- _Written exercise 1_:
In the article about the mixed-blood Utes, why do the plaintiffs say the Ute Partition Act should be declared null and void?

--- start of Page ---

There’s the living room of her home here in this northeastern Utah town that has been turned into a shrine to the Ute culture with a life-sized wooden carving of a chief. There’s all the time she’s spent in sweat lodges and participating in Ute ceremonies.
As Felter drives on the back roads on the nearby Fort Duchesne reservation, she points out all of her favorite hunting grounds and rapidly running creeks. At a fork in the road is a dilapidated structure, once owned by her parents, which was the first store of any note on the reservation.
But, according to the federal government, Felter and about 500 other mixed-blood Utes of the Uintah band are as white as the driven snow.
They were terminated as tribal members, stripped of their land and even their federally recognized Native status, nearly 50 years ago as part of the dubious Ute Partition Act, which American Indian attorney Dennis Chappabitty of Sacramento, Calif., calls “one of America’s most glaring injustices.”
The mixed-blood Utes filed a federal lawsuit a year ago in federal district court in Washington to try to win back their rights.
Felter, the lead plaintiff in the suit, noted that two other Ute bands scheduled for termination, the Uncompagre and Whiterivers, won back their rights through “deft political maneuvering,” like many California tribes have done in recent years, and actually took over the ancestral homelands of the Uintahs.
The plaintiffs in the suit also claim that the partition act should be declared null and void because the act got rid of prior existing land and mineral rights of the disenfranchised Uintahs and parceled them out in the so-called Ute Distribution Corp. to corporations and many other non-Indians.

--- end of Page ---

- _Written exercise 2_:
Arrange the rows as a numbered list, leaving out any blank lines. Cover only the stretch from the row that contains "shoreline and report the position of each." through the last row.

--- start of Information supplied ---

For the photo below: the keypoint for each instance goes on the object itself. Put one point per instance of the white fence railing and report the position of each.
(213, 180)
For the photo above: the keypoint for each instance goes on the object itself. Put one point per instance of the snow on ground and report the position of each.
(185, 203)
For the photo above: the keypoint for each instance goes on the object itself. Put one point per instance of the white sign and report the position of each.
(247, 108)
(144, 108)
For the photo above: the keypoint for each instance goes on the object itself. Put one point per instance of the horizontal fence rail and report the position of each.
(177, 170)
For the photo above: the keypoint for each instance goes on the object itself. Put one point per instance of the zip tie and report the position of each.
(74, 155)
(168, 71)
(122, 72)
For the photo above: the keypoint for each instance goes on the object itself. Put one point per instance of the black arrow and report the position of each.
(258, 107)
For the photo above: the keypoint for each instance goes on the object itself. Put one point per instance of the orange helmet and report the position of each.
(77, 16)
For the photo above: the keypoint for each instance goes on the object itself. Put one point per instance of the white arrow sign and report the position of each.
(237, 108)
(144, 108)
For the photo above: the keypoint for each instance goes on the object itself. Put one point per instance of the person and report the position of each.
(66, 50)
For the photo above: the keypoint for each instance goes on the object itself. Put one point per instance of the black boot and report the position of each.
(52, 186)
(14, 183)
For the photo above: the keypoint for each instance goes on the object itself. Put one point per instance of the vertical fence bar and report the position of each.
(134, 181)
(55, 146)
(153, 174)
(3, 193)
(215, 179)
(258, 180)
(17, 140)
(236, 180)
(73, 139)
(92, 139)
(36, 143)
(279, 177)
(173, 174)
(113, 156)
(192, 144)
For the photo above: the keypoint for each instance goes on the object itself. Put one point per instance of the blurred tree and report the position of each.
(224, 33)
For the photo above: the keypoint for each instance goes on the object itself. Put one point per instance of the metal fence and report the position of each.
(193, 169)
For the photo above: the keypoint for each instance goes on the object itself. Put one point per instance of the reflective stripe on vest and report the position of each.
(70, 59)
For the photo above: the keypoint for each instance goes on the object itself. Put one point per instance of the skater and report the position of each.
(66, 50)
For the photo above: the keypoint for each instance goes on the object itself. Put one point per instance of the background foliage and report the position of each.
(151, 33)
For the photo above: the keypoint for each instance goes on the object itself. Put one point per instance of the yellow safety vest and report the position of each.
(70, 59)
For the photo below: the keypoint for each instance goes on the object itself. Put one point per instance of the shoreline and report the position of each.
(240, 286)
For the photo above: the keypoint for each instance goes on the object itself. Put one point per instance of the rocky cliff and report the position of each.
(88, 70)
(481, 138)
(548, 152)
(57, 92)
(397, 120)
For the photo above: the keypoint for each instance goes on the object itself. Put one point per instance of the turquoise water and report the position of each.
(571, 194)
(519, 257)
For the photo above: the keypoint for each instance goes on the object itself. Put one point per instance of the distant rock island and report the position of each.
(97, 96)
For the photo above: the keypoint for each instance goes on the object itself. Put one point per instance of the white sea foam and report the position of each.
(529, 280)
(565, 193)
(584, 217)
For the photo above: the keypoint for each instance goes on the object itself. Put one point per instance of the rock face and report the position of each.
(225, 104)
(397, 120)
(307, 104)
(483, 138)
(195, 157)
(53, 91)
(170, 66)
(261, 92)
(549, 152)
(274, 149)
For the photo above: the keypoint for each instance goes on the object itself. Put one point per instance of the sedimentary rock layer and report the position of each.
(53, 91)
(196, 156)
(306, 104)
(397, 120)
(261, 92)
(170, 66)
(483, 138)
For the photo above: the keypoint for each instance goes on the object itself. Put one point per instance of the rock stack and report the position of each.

--- end of Information supplied ---

- _Exercise result 1_:
They say the act took away the existing land and mineral rights of the disenfranchised Uintahs. It then parceled those rights out through the Ute Distribution Corp. to corporations and many other non-Indians.

- _Exercise result 2_:
1. For the photo below: the keypoint for each instance goes on the object itself. Put one point per instance of the shoreline and report the position of each.
2. (240, 286)
3. For the photo above: the keypoint for each instance goes on the object itself. Put one point per instance of the rocky cliff and report the position of each.
4. (88, 70)
5. (481, 138)
6. (548, 152)
7. (57, 92)
8. (397, 120)
9. For the photo above: the keypoint for each instance goes on the object itself. Put one point per instance of the turquoise water and report the position of each.
10. (571, 194)
11. (519, 257)
12. For the photo above: the keypoint for each instance goes on the object itself. Put one point per instance of the distant rock island and report the position of each.
13. (97, 96)
14. For the photo above: the keypoint for each instance goes on the object itself. Put one point per instance of the white sea foam and report the position of each.
15. (529, 280)
16. (565, 193)
17. (584, 217)
18. For the photo above: the keypoint for each instance goes on the object itself. Put one point per instance of the rock face and report the position of each.
19. (225, 104)
20. (397, 120)
21. (307, 104)
22. (483, 138)
23. (195, 157)
24. (53, 91)
25. (170, 66)
26. (261, 92)
27. (549, 152)
28. (274, 149)
29. For the photo above: the keypoint for each instance goes on the object itself. Put one point per instance of the sedimentary rock layer and report the position of each.
30. (53, 91)
31. (196, 156)
32. (306, 104)
33. (397, 120)
34. (261, 92)
35. (170, 66)
36. (483, 138)
37. For the photo above: the keypoint for each instance goes on the object itself. Put one point per instance of the rock stack and report the position of each.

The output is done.